→ **PAGE TEXT**
That optimism was not reflected in Somerset's results the following year. Further financial losses were made, and the county finished second-bottom of the championship. On a personal level, Poyntz scored more runs than in any other season, accruing 642 during his 19 matches at an average of 18.34, and scored three half-centuries. The start of the First World War during the summer of 1914 resulted in the cancellation of some matches, along with a number of players joining the armed forces, disrupting the end of the cricket season. Although Somerset fared poorly under his charge, David Foot claims that Poyntz received "more praise than criticism" for his captaincy.

==Wartime career and later life==
In September 1914, Poyntz was appointed to the 3rd Battalion, Bedfordshire Regiment. He received promotion to Lieutenant, and then Captain in 1915, before being transferred to the 2nd Battalion in December of that year, serving in the Somme under the command of his brother, Major Hugh Stainton Poyntz. He was shortly thereafter assigned command of "B" Company. He continued to command B Company during the Battle of the Somme. Poyntz commanded the 2nd Battalion for a while in 1917 during his brother's leave, but spent most of the remainder of the war in reserve with the 3rd Battalion. He completed his military service as a Major.

→ **Region segmentation data**
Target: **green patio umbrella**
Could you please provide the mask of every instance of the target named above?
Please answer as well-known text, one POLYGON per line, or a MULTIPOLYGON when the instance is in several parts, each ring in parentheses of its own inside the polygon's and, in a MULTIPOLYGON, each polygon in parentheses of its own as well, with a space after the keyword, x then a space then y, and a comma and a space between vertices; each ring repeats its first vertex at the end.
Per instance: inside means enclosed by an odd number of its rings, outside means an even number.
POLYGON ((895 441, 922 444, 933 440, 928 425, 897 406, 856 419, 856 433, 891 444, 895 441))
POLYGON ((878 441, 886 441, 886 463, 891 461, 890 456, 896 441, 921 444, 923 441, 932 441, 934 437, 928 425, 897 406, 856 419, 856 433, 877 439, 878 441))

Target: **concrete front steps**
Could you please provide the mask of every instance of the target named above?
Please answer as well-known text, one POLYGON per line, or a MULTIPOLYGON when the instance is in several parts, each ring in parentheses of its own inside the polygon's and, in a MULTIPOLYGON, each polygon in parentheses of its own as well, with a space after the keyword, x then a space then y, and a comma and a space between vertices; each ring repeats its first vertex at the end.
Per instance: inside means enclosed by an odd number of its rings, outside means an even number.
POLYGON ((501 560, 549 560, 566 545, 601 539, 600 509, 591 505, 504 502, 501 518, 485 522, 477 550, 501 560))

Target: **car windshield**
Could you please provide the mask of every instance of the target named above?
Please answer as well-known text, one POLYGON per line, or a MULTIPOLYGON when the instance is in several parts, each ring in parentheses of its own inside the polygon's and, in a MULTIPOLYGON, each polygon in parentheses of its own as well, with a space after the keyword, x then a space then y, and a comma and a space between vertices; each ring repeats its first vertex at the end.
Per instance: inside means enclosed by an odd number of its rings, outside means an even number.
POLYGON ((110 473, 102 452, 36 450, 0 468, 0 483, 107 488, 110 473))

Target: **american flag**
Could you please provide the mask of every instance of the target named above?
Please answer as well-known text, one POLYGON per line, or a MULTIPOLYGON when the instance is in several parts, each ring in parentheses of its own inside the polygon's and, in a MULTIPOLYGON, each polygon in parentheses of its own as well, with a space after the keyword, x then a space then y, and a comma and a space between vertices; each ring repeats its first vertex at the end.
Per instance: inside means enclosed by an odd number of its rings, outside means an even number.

→ **TASK REQUIREMENTS**
A - From the passage on Poyntz, write out the text between "That optimism was" and "for his captaincy.", inclusive.
B - According to the passage on Poyntz, to which unit was he appointed in September 1914?

→ **WORKED ANSWERS**
A -
That optimism was not reflected in Somerset's results the following year. Further financial losses were made, and the county finished second-bottom of the championship. On a personal level, Poyntz scored more runs than in any other season, accruing 642 during his 19 matches at an average of 18.34, and scored three half-centuries. The start of the First World War during the summer of 1914 resulted in the cancellation of some matches, along with a number of players joining the armed forces, disrupting the end of the cricket season. Although Somerset fared poorly under his charge, David Foot claims that Poyntz received "more praise than criticism" for his captaincy.

B - The 3rd Battalion, Bedfordshire Regiment.